(Items from a dataset)

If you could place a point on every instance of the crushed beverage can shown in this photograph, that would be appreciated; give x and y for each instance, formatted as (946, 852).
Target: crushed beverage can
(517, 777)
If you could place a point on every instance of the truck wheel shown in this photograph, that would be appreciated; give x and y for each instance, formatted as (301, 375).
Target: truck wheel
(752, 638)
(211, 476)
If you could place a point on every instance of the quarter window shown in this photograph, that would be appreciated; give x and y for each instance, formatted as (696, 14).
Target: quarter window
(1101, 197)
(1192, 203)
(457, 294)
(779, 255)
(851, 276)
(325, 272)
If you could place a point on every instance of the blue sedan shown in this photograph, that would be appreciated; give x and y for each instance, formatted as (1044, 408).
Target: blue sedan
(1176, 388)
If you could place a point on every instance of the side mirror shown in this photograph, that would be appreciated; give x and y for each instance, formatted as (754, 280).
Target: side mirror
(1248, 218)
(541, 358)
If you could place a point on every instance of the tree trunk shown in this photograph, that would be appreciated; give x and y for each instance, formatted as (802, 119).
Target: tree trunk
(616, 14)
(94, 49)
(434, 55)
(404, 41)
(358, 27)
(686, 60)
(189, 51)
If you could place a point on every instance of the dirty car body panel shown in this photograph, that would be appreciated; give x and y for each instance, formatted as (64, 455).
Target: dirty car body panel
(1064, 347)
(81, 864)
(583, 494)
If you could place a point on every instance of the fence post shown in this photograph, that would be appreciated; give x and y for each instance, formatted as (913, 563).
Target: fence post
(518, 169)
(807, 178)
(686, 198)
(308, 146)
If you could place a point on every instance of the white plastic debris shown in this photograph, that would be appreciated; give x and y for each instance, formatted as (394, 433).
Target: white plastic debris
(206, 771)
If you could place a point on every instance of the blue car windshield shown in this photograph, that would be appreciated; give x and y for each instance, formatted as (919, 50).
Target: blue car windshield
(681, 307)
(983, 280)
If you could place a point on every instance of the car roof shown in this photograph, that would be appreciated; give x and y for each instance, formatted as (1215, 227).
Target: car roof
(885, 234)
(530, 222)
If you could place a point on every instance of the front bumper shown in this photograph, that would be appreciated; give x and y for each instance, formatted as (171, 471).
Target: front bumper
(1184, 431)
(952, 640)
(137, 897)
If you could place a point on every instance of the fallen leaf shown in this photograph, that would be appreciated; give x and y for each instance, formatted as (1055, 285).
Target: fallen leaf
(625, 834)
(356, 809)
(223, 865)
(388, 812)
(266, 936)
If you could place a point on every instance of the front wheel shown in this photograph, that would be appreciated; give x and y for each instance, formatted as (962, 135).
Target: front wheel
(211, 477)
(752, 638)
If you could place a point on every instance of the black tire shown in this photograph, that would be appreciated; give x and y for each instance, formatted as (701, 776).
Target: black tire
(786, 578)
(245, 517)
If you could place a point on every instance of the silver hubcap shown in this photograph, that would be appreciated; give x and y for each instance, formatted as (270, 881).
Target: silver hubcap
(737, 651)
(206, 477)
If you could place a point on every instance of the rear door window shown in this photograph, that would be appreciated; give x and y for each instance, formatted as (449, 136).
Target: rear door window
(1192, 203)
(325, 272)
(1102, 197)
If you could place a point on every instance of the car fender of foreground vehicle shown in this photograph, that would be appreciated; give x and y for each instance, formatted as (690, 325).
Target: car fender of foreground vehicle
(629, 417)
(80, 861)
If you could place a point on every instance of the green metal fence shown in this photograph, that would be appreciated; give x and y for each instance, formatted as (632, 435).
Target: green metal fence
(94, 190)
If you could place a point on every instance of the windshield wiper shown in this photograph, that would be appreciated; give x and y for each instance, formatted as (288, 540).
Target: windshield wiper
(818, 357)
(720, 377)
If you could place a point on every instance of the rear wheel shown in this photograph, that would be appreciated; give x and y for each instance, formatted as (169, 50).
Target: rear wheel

Task prompt>
Reproduce nothing but the lines from the line containing "Target: car fender of foreground vehicle" to the last line of the data, each exactly as written.

Task answer>
Target: car fender of foreground vehicle
(629, 417)
(80, 861)
If you could place a point on every instance of the green metal fence shown in this photograph, that would be appreciated; give x and y for each instance, formatted as (632, 435).
Target: green metal fence
(94, 190)
If you could place a point on every instance of the windshield wiper shown in this photograph, that would be appreciated; give x and y for each instance, formatted as (288, 540).
Target: windshield wiper
(818, 357)
(720, 377)
If you could place a point on every instance of the rear wheel shown in this photograph, that would be appreciated; give x and y for each instance, formatted as (169, 50).
Target: rear wheel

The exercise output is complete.